AIM - Convert the entries into a two-column CSV with the headers task and answer. Write one row per entry, put each field in double quotes, and replace every line break with a space.

--------------------

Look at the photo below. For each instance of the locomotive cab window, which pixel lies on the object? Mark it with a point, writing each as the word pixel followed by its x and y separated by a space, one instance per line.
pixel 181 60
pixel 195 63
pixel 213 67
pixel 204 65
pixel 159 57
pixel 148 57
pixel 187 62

--------------------

WRITTEN RESPONSE -
task,answer
"Look at the photo below. For each instance of the locomotive cab window, which pixel lies on the object? Mark it with a point, writing each as the word pixel followed by its x and y separated by a space, one instance per line.","pixel 181 60 pixel 195 63 pixel 213 67 pixel 204 65 pixel 159 57 pixel 148 57 pixel 187 62"